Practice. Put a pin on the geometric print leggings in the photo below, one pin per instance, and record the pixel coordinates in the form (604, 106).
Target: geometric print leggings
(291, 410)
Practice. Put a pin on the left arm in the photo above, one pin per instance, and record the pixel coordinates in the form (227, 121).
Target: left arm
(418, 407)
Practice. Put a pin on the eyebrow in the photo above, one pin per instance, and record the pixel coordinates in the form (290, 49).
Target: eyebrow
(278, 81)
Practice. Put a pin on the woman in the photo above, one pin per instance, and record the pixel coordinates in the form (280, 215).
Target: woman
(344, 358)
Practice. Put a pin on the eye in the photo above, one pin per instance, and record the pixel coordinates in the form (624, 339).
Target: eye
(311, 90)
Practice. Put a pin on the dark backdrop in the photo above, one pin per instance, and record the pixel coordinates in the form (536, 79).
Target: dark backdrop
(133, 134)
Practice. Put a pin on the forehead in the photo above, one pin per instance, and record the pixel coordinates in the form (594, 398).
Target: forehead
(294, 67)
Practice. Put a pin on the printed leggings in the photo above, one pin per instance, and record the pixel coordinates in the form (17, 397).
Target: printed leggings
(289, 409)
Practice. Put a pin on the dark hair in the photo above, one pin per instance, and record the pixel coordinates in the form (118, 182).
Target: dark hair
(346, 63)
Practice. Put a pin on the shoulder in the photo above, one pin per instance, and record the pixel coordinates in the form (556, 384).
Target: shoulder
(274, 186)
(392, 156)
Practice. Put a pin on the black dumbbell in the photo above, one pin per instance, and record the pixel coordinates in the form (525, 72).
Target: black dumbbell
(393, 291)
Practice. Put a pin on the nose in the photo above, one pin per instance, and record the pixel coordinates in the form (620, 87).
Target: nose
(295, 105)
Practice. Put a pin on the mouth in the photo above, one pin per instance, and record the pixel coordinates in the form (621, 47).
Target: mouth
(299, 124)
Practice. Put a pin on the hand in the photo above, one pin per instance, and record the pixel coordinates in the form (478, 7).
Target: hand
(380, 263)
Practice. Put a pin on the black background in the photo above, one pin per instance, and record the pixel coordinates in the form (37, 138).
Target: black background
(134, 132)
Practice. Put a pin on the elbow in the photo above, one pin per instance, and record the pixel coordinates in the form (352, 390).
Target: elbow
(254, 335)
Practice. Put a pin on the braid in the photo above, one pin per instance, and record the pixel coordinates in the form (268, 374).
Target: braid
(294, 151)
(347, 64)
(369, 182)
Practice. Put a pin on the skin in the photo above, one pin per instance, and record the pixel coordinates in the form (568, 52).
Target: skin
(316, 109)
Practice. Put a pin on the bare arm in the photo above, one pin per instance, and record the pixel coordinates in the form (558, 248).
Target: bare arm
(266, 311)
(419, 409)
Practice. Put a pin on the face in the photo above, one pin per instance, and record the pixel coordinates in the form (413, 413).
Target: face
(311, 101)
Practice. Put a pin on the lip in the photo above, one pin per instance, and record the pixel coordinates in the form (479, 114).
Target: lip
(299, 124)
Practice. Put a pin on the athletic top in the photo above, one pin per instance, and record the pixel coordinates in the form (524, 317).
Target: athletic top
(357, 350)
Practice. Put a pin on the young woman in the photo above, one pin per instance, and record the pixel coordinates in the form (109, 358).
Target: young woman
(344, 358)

# Assignment:
Take the records above and return them exactly as written.

# Exercise response:
Practice. Put a pin on the geometric print leggings in the photo below, one pin per instance, and record the pixel coordinates in the form (604, 106).
Target: geometric print leggings
(291, 410)
Practice. Put a pin on the left arm in the photo above, one pin per instance, and record the pixel coordinates in the form (227, 121).
Target: left arm
(418, 407)
Practice. Put a pin on the eyebrow in the photo above, one pin per instance, and record the pixel coordinates in the form (290, 49).
Target: eyebrow
(278, 81)
Practice. Put a pin on the woman in the photo above, one pin per instance, and record the pixel coordinates in the form (280, 215).
Target: woman
(344, 358)
Practice. Put a pin on the eye in the photo above, one pin per instance, and record the pixel coordinates in the form (624, 339).
Target: eye
(311, 90)
Practice. Put a pin on the dark backdrop in the photo above, one pin per instance, and record the pixel coordinates in the form (536, 79).
Target: dark backdrop
(133, 134)
Practice. Put a pin on the forehead in the photo above, one pin per instance, and record the pixel coordinates in the form (594, 398).
Target: forehead
(294, 67)
Practice. Put a pin on the printed leggings in the photo above, one pin per instance, and record the pixel coordinates in the form (17, 397).
Target: printed leggings
(289, 409)
Practice. Put a pin on the dark hair in the photo above, one pin per instance, and record the pixel coordinates in the form (118, 182).
Target: dark hair
(346, 63)
Practice. Put a pin on the shoulder in the photo above, one pin per instance, and record the pixel coordinates in the form (556, 384).
Target: shoulder
(274, 186)
(392, 156)
Practice. Put a pin on the black dumbbell in the photo above, one pin per instance, and record the pixel coordinates in the form (525, 72).
Target: black dumbbell
(393, 291)
Practice. Put a pin on the nose in the photo above, one pin per instance, and record the pixel coordinates in the form (620, 87).
Target: nose
(295, 105)
Practice. Put a pin on the mouth in the photo above, one pin per instance, and record the pixel coordinates in the form (621, 47).
Target: mouth
(299, 124)
Practice. Put a pin on the hand in the photo above, one pin per instance, and record the pixel coordinates in the form (478, 7).
Target: hand
(380, 263)
Practice. Put a pin on the black background in the photo above, one pin per instance, and record the pixel coordinates in the form (37, 138).
Target: black background
(134, 132)
Practice. Put a pin on the elbow in the photo above, one pin per instance, and record the pixel coordinates in the form (352, 390).
Target: elbow
(254, 335)
Practice. Put a pin on the braid in the photo above, one pin per instance, and record the pixel coordinates in the form (268, 374).
Target: braid
(294, 151)
(347, 64)
(369, 182)
Practice. Put a pin on the skin in the photo above, one pin per instance, and record the pixel coordinates in the form (568, 52).
Target: skin
(316, 109)
Practice. Put a pin on the bare arm in the photo above, one pin per instance, and record the pixel coordinates in the form (558, 248).
Target: bare arm
(266, 311)
(419, 409)
Practice. Put a pin on the face in the photo above, one pin per instance, and record the pixel coordinates in the form (413, 413).
Target: face
(311, 101)
Practice. Put a pin on the lip in the photo above, one pin per instance, and record the pixel coordinates in the form (479, 114).
Target: lip
(299, 124)
Practice. Put a pin on the athletic top in the photo above, one pin per instance, and record the pixel coordinates in the form (524, 317).
Target: athletic top
(357, 350)
Practice. Put a pin on the young woman in the photo above, one pin per instance, and record the pixel coordinates in the form (109, 358).
Target: young woman
(344, 358)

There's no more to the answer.